## BEGIN

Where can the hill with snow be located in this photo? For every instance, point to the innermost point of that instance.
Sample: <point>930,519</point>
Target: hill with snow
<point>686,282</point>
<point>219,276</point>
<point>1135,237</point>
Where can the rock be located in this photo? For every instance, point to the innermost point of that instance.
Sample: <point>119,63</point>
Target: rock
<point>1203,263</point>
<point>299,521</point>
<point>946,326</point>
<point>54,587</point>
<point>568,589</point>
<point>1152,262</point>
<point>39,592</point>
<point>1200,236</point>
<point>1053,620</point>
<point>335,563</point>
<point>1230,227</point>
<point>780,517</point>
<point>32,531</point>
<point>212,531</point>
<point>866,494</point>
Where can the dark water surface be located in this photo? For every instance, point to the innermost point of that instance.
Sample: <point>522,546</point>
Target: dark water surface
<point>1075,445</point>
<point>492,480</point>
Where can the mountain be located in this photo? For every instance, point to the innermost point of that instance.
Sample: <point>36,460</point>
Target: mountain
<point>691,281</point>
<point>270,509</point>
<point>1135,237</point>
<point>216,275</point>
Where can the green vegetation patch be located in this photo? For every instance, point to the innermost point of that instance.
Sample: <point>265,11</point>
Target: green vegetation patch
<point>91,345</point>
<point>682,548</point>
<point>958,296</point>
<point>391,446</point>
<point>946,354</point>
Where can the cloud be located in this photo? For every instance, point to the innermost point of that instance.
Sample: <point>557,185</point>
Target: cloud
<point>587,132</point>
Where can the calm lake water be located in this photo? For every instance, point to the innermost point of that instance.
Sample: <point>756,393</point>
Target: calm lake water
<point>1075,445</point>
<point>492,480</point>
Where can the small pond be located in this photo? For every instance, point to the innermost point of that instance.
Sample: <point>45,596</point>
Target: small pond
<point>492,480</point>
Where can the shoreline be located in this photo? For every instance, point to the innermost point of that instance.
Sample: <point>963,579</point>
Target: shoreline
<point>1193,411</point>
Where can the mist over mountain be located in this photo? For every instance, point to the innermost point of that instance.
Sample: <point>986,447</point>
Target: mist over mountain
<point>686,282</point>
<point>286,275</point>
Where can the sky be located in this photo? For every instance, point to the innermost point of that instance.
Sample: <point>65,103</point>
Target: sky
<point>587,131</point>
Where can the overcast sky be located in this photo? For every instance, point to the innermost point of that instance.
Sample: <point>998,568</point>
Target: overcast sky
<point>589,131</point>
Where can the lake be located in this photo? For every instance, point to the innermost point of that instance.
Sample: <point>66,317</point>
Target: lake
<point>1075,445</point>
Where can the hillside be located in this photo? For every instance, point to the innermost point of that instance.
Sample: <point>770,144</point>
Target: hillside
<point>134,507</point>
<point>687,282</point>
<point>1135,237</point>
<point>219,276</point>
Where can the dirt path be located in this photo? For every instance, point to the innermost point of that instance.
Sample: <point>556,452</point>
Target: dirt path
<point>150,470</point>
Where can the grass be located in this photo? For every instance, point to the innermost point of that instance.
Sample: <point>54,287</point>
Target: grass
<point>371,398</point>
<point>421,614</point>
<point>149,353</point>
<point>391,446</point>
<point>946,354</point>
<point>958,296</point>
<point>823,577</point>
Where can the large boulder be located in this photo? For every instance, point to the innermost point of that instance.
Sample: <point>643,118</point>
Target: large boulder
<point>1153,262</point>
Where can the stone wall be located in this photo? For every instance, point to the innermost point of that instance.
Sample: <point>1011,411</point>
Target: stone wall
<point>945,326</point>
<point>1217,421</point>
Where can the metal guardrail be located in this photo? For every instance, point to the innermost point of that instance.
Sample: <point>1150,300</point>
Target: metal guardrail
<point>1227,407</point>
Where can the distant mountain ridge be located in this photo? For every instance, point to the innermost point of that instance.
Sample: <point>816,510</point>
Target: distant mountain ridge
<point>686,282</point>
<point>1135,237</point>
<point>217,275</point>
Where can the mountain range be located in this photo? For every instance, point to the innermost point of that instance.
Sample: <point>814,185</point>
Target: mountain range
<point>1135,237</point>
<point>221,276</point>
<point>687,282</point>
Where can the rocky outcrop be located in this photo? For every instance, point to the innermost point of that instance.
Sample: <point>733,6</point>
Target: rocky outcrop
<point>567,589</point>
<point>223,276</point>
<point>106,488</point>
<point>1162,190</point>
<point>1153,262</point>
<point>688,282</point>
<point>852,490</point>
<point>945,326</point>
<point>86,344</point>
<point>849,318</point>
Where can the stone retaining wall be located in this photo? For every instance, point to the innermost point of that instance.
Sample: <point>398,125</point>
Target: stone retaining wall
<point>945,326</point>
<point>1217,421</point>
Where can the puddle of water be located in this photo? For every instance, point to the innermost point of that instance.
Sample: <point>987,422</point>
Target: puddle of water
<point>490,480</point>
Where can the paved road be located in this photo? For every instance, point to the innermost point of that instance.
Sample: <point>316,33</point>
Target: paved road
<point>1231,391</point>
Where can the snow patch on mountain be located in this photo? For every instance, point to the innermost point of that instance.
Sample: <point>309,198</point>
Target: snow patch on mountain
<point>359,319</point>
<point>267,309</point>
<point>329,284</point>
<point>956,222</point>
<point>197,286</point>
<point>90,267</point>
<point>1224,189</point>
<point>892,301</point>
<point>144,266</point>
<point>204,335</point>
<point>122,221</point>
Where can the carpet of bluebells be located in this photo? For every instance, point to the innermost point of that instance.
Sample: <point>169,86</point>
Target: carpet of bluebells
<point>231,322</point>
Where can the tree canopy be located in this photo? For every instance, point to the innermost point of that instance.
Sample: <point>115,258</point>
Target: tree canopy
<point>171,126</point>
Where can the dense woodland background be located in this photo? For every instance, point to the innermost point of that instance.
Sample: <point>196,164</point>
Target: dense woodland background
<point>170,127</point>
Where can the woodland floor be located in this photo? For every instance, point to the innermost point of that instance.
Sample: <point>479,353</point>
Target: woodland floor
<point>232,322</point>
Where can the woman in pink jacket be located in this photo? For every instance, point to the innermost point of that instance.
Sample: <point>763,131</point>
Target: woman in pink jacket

## END

Given task: Swap "innermost" for "central" throughout the records above, and write all of them out again with nothing else changed.

Exercise response:
Where can the hill with snow be located in this photo? For every instance, point to the central point of that instance.
Sample: <point>930,519</point>
Target: hill with snow
<point>686,282</point>
<point>219,276</point>
<point>1135,237</point>
Where can the rock be located in this photo? For every instance, point to the central point of that instance.
Sample: <point>119,63</point>
Target: rock
<point>1203,263</point>
<point>299,521</point>
<point>946,326</point>
<point>54,587</point>
<point>568,589</point>
<point>1152,262</point>
<point>39,592</point>
<point>1200,236</point>
<point>1053,620</point>
<point>335,563</point>
<point>1230,227</point>
<point>780,517</point>
<point>32,531</point>
<point>212,531</point>
<point>866,494</point>
Where can the dark water surface be located in this photo? For every instance, point to the central point of that instance.
Sample: <point>522,546</point>
Target: dark water surface
<point>1075,445</point>
<point>492,480</point>
Where can the mountain be located in this photo? For every instance, point to the central point of that instance.
Sample: <point>36,460</point>
Target: mountain
<point>691,281</point>
<point>270,509</point>
<point>1135,237</point>
<point>216,275</point>
Where can the green vegetation patch be located in this photo? For every instance, point to the central point of that instance.
Sample: <point>265,11</point>
Target: green vegetation patch
<point>91,345</point>
<point>682,548</point>
<point>958,296</point>
<point>391,446</point>
<point>946,354</point>
Where can the cloud be located in this photo? For every instance, point to the central point of that instance.
Sample: <point>557,185</point>
Target: cloud
<point>587,132</point>
Where can the calm lake water be located in this photo? For every instance, point to the central point of that instance.
Sample: <point>756,393</point>
Target: calm lake water
<point>1075,445</point>
<point>492,480</point>
Where can the small pond be located in this photo? For every instance, point to the central point of that instance.
Sample: <point>45,596</point>
Target: small pond
<point>492,480</point>
Where can the shoreline be located in this photo? For every instance, point to the central point of that instance.
Sample: <point>963,579</point>
Target: shoreline
<point>1193,411</point>
Where can the mist over mountain be located in this photo? For every instance, point to the central point of that instance.
Sample: <point>986,447</point>
Target: mist over mountain
<point>686,282</point>
<point>286,275</point>
Where can the sky be located in this photo? For every instance, point to the central point of that instance.
Sample: <point>65,103</point>
Target: sky
<point>587,131</point>
Where can the overcast sky be located in this photo? For every instance, point to the central point of that instance.
Sample: <point>998,568</point>
Target: overcast sky
<point>589,131</point>
Where can the lake be located in this photo? For every instance, point to the central point of that instance.
Sample: <point>66,317</point>
Target: lake
<point>1075,445</point>
Where can the hillside be located in this photo? For every instance, point to the central point of that instance.
Sample: <point>770,144</point>
Target: hillside
<point>134,507</point>
<point>687,282</point>
<point>1135,237</point>
<point>219,276</point>
Where can the dirt path be located in this photo? For every instance, point to the central point of that instance.
Sample: <point>556,452</point>
Target: dirt path
<point>150,470</point>
Where can the grass be located in this photo? For every instance, point to the central point of that instance.
Sample: <point>54,287</point>
Target: grass
<point>371,398</point>
<point>421,614</point>
<point>149,353</point>
<point>391,446</point>
<point>946,354</point>
<point>958,296</point>
<point>823,577</point>
Where can the large boulder be located in this photo? For every instance, point to the central point of that instance.
Sample: <point>643,118</point>
Target: large boulder
<point>1153,262</point>
Where can the stone wall be located in this photo? For every instance, point to the central point of that instance.
Sample: <point>1011,411</point>
Target: stone wall
<point>945,326</point>
<point>1217,421</point>
Where can the metal guardrail be located in this photo? For every instance, point to the central point of that instance.
Sample: <point>1150,300</point>
Target: metal guardrail
<point>1227,407</point>
Where can the distant mountain ridge be located in this photo? For every instance, point to the central point of that instance.
Sample: <point>816,510</point>
Target: distant mountain ridge
<point>686,282</point>
<point>1135,237</point>
<point>217,275</point>
Where can the mountain range be located in this photo? For every instance, point to the central point of that instance.
Sample: <point>814,185</point>
Target: mountain range
<point>1135,237</point>
<point>221,276</point>
<point>687,282</point>
Where can the rocky outcrop be located in this photo? For every instance, point to the central point of that instance.
Sample: <point>733,6</point>
Target: rocky outcrop
<point>567,589</point>
<point>223,276</point>
<point>106,488</point>
<point>1162,190</point>
<point>1153,262</point>
<point>688,282</point>
<point>852,490</point>
<point>945,326</point>
<point>86,344</point>
<point>849,318</point>
Where can the stone retaining wall be located in this photo? For every instance, point to the central point of that instance.
Sample: <point>398,125</point>
Target: stone retaining wall
<point>945,326</point>
<point>1217,421</point>
Where can the puddle of water be located in this photo? For every instance, point to the central point of that instance.
Sample: <point>987,422</point>
Target: puddle of water
<point>490,480</point>
Where can the paved road be located in this photo? For every instance, point to the central point of that instance.
Sample: <point>316,33</point>
Target: paved road
<point>1231,391</point>
Where can the snow patch on mountain be located in this photo? For every instance, point to the central point of that instance.
Sample: <point>309,198</point>
Target: snow patch on mountain
<point>359,319</point>
<point>267,309</point>
<point>329,284</point>
<point>956,222</point>
<point>197,286</point>
<point>90,267</point>
<point>1224,189</point>
<point>892,301</point>
<point>144,266</point>
<point>204,335</point>
<point>122,221</point>
Where can the carpet of bluebells be located in this photo? For every instance, point to the central point of that instance.
Sample: <point>169,86</point>
Target: carpet of bluebells
<point>231,322</point>
Where can the tree canopy be located in this photo? For every instance, point to the central point of that instance.
Sample: <point>115,258</point>
Target: tree canopy
<point>171,126</point>
Where can the dense woodland background be located in this photo? For every instance, point to the central point of that instance.
Sample: <point>196,164</point>
Target: dense woodland background
<point>170,127</point>
Where can the woodland floor be located in this photo? For every instance, point to the central point of that instance.
Sample: <point>479,353</point>
Target: woodland floor
<point>232,322</point>
Where can the woman in pink jacket be located in this photo? For every instance, point to the central point of that instance.
Sample: <point>763,131</point>
Target: woman in pink jacket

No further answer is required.